### Stated problem
Reproduce the listing below character for character, from its opening line through the line holding "113 83 L 100", inclusive.

☆ ☆ ☆ ☆ ☆ ☆ ☆

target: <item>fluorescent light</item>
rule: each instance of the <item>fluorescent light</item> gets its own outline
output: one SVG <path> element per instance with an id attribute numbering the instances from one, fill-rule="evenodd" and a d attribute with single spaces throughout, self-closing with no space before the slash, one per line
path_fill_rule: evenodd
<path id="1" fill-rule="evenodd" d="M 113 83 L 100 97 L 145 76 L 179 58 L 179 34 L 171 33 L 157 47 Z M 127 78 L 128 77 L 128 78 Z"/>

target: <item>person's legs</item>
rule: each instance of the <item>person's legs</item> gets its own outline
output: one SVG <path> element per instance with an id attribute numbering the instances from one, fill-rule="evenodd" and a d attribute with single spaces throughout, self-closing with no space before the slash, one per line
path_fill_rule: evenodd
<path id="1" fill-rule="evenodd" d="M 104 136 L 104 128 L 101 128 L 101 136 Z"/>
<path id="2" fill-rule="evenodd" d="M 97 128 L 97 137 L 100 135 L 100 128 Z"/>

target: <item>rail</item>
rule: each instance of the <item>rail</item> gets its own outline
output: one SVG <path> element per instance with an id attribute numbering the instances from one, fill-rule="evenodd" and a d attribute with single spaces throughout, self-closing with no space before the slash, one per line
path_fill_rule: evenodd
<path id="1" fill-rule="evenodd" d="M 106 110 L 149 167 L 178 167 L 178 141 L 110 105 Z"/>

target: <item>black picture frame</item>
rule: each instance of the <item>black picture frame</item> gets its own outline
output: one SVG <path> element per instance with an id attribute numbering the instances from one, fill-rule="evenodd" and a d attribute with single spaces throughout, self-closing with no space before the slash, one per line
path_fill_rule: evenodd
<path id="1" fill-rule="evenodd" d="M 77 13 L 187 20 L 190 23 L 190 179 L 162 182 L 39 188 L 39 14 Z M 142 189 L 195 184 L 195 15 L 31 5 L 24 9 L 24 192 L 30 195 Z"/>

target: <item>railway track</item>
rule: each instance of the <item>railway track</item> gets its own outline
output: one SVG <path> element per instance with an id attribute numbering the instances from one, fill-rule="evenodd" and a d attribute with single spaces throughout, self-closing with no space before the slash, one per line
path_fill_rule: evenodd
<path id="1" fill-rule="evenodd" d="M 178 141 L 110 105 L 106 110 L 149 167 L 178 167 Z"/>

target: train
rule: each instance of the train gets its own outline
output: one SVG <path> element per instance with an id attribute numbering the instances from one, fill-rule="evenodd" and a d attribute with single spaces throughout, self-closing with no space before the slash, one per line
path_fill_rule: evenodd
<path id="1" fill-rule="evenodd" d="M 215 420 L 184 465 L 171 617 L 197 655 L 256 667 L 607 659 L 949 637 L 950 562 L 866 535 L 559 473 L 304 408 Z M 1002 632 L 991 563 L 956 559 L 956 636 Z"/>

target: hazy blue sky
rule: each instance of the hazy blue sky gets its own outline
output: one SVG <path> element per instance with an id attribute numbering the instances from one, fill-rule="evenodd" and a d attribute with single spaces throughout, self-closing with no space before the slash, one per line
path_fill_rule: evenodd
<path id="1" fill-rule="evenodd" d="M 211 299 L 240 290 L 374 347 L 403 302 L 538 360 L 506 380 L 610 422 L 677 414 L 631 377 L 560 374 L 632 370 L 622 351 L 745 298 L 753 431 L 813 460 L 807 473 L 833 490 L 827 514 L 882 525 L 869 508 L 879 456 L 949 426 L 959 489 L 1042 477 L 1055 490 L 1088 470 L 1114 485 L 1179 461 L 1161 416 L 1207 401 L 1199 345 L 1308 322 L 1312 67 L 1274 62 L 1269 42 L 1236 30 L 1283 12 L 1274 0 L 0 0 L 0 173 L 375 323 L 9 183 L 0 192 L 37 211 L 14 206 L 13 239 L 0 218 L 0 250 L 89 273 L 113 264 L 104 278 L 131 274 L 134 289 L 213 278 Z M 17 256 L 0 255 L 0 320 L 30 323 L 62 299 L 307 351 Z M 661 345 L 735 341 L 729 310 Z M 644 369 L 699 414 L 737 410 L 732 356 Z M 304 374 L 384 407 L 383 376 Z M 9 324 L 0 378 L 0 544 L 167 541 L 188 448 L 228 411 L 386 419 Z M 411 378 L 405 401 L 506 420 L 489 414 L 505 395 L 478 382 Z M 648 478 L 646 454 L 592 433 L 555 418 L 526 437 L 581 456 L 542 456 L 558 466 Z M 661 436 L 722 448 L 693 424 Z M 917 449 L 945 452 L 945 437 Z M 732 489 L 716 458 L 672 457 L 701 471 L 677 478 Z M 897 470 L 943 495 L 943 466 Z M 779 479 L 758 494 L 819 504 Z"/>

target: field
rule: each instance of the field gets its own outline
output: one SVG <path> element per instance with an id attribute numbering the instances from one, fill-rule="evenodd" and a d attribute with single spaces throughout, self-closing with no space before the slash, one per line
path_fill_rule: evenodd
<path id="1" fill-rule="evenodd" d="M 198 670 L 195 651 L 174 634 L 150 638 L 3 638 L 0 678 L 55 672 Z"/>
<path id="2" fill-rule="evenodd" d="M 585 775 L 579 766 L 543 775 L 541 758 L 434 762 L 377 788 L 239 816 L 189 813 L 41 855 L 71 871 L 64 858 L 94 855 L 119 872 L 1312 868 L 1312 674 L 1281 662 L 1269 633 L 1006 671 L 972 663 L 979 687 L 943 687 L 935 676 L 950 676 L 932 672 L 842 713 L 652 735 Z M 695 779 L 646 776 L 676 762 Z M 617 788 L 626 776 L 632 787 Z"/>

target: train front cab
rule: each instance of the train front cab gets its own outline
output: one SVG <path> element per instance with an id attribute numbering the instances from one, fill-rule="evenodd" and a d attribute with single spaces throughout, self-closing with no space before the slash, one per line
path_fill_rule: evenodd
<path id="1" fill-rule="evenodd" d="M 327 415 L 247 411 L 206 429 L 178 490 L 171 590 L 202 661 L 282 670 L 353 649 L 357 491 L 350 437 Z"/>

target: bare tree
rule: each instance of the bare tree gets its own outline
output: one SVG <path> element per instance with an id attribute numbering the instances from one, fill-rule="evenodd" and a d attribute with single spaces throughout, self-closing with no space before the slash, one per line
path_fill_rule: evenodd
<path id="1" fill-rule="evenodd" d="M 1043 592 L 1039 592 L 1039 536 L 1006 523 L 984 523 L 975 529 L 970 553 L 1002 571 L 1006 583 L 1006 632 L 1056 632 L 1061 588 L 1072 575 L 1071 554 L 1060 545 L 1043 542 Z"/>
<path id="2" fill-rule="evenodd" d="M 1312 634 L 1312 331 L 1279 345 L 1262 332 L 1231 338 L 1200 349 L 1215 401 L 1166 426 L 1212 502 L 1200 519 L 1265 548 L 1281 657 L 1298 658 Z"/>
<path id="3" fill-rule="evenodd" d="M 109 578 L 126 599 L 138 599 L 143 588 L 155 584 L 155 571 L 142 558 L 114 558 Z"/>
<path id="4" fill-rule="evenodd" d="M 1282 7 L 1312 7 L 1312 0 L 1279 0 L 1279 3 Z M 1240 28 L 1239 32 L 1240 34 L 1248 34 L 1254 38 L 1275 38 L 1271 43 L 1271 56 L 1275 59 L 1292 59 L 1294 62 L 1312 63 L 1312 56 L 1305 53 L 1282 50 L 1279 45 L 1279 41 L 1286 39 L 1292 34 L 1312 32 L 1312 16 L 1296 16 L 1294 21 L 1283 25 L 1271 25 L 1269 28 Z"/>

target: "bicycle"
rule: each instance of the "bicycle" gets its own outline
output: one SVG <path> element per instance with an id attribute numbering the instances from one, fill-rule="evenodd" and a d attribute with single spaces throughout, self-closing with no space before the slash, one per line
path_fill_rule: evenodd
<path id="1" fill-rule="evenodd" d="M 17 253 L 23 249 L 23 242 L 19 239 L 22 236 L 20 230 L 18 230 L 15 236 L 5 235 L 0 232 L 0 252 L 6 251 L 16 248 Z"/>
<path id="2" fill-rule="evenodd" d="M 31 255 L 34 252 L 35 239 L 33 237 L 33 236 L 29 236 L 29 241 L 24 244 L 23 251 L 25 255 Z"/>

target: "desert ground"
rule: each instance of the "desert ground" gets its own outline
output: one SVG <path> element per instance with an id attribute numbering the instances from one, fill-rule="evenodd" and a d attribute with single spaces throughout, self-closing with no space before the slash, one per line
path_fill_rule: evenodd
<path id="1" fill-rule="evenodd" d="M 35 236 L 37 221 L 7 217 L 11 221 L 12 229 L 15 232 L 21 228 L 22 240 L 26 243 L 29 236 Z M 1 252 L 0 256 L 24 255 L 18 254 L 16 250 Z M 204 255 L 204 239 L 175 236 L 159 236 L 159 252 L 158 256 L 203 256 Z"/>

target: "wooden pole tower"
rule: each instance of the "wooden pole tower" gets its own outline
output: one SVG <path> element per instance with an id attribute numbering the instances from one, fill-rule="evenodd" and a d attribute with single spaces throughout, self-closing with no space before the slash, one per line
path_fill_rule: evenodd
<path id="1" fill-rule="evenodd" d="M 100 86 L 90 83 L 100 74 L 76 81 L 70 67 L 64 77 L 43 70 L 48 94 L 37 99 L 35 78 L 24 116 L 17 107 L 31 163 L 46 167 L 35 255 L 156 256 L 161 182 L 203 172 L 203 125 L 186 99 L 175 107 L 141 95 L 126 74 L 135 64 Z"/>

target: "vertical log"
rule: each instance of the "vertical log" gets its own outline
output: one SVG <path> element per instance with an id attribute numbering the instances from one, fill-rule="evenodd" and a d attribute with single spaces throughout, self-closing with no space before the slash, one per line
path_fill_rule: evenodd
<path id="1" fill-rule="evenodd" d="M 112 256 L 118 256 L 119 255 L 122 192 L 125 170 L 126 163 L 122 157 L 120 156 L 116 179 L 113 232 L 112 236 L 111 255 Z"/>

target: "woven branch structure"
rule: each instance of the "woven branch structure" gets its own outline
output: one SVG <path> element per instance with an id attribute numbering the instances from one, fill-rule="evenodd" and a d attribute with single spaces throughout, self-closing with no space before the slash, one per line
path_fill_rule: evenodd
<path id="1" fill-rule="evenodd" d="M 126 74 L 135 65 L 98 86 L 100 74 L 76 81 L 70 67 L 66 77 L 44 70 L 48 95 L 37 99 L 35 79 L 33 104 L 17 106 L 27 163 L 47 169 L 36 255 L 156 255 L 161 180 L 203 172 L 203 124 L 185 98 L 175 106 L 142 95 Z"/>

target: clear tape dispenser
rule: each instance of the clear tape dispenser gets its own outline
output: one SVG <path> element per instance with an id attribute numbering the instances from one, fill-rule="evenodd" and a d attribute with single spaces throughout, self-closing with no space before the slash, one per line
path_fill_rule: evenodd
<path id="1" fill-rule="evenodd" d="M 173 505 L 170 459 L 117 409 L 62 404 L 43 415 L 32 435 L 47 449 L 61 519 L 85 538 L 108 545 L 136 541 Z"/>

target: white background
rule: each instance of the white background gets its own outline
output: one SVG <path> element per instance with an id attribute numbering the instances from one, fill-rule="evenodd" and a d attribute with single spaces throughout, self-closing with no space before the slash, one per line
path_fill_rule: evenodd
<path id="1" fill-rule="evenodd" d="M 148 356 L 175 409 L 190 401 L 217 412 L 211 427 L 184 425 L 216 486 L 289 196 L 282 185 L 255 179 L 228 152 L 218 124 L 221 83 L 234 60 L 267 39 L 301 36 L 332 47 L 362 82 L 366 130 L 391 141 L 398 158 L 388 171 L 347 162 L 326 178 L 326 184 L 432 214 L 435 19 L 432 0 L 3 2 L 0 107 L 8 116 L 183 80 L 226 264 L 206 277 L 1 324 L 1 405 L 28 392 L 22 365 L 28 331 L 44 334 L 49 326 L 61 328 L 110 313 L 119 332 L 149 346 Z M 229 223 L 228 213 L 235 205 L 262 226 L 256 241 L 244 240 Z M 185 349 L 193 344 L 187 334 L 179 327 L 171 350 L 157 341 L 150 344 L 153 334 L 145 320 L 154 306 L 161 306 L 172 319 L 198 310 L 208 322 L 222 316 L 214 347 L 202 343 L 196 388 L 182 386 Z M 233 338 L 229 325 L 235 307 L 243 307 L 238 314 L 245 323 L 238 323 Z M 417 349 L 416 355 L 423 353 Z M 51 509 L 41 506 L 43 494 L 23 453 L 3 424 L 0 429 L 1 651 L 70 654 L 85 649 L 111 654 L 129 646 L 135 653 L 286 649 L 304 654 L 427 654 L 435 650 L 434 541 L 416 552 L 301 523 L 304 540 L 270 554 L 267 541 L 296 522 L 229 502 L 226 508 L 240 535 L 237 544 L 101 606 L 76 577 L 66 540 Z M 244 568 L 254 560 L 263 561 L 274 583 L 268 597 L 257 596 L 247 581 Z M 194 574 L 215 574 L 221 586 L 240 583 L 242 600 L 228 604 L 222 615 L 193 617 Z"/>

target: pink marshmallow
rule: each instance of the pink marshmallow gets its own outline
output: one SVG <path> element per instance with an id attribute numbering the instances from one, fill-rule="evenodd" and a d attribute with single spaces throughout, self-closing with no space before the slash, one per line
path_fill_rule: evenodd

☆ ☆ ☆ ☆ ☆ ☆ ☆

### Exercise result
target: <item>fluorescent light</item>
rule: each instance of the <item>fluorescent light</item> gets its own outline
output: one SVG <path> element per instance with an id attribute numbering the instances from one, fill-rule="evenodd" and a d attribute with single spaces throughout, self-closing with no space before the slash, one per line
path_fill_rule: evenodd
<path id="1" fill-rule="evenodd" d="M 113 83 L 100 97 L 145 76 L 179 58 L 179 34 L 171 33 L 157 47 Z M 127 78 L 128 77 L 128 78 Z"/>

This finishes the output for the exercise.